**Directions for this task**
Copy the rows below word for word, leaving out the pictures.

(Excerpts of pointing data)
"""

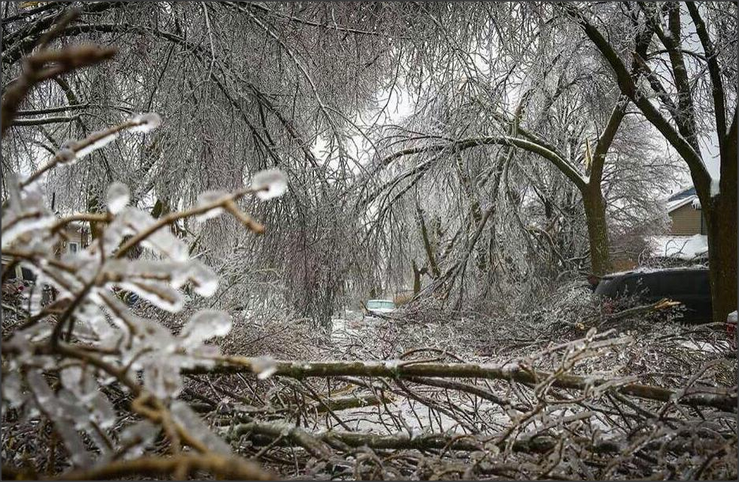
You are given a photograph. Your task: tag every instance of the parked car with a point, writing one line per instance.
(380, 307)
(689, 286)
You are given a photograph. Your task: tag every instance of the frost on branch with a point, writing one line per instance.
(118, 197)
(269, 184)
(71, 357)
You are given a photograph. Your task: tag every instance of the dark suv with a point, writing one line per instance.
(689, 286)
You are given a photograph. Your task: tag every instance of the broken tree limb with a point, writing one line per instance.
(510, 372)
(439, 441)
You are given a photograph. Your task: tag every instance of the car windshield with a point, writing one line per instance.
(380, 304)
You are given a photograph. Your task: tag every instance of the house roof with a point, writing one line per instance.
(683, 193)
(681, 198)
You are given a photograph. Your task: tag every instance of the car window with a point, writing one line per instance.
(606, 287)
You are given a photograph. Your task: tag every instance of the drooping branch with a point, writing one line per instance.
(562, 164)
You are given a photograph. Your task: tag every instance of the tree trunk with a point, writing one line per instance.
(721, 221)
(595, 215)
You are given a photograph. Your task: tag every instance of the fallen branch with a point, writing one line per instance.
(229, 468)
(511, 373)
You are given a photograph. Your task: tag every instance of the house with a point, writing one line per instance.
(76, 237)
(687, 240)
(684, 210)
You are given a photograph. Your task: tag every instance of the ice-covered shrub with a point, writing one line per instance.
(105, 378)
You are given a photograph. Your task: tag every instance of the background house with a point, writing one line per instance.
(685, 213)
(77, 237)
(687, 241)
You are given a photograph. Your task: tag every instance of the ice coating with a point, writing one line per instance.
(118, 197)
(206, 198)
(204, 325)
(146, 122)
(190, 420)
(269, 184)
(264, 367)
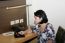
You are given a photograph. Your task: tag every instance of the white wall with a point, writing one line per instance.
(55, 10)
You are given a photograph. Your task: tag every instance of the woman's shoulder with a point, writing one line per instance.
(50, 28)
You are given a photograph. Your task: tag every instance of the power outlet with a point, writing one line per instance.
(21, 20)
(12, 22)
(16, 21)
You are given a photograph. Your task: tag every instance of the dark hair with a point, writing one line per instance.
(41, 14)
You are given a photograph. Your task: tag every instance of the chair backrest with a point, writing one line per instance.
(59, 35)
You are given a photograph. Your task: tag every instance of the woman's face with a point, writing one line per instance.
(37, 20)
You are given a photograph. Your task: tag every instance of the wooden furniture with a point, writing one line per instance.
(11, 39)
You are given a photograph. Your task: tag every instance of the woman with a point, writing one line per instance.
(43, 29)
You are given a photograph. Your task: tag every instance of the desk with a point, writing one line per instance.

"""

**Result of this task**
You are given a photograph. Your task: tag every instance of the parked car with a point, writing one line per instance.
(380, 307)
(689, 286)
You are given a photograph. Your task: tag every instance of the frost on branch with a point, writing one line per instance.
(118, 197)
(269, 184)
(71, 357)
You are given a photograph. Your task: tag every instance of the dark suv with a point, writing one line per instance.
(689, 286)
You are given a photograph. Your task: tag every instance of the broken tree limb with a point, writing one line per instance.
(510, 372)
(439, 441)
You are given a photograph. Your task: tag every instance of the car windshield with a point, writing one line per instance.
(380, 304)
You are given a photograph. Your task: tag every instance of the house roof with a point, writing one line per instance.
(683, 193)
(681, 198)
You are given a photograph. Your task: tag every instance of the car window with a point, writing one line per instance.
(606, 287)
You are given a photograph. Your task: tag every instance of the drooping branch with a point, writing one line per instance.
(562, 164)
You are given a photograph. Your task: tag every instance of the tree trunk with a point, writing one line per instance.
(721, 221)
(595, 215)
You are given a photograph. Your task: tag every instance of the fallen branch with a point, writing one line per instance.
(229, 468)
(511, 373)
You are given a photograph. Your task: tag every instance of the house with a point, writing one line per instance.
(76, 237)
(687, 240)
(684, 210)
You are given a photograph. Your task: tag every instance of the ice-covered shrub with a point, writing one line per instance.
(105, 378)
You are given a photograph. Your task: tag every instance of the background house with a point, writing one line per instance.
(685, 213)
(77, 237)
(687, 241)
You are given a photograph. Your task: tag every instance of the ice coating with a point, writing one line per instance.
(118, 197)
(206, 198)
(204, 325)
(146, 122)
(190, 420)
(269, 184)
(264, 367)
You are given a photograph. Your task: tag every instance of the white wall with a point, writing one line per instance.
(55, 10)
You are given a photograph. Your task: tag every instance of the woman's shoulder with a point, writing one line per instance.
(50, 28)
You are given a photograph. Your task: tag every instance of the power outlet with a point, writing one line per instance.
(21, 20)
(12, 22)
(16, 21)
You are given a photograph. Your task: tag every instance of the dark hair with a point, writing one line per instance.
(41, 14)
You are given a photograph. Your task: tag every instance of the chair backrest with a point, writing one line per instance.
(59, 35)
You are given a photograph. Your task: tag every instance of the woman's face with a point, writing one line per instance.
(37, 20)
You are given a photograph. Your task: tag every instance of the wooden furniture with a point, writing one line per instance.
(11, 39)
You are given a photograph. Your task: tag every instance of the woman with a point, writing one line per instance.
(43, 29)
You are given a photograph. Your task: tag every instance of the desk with a point, writing one line per instance.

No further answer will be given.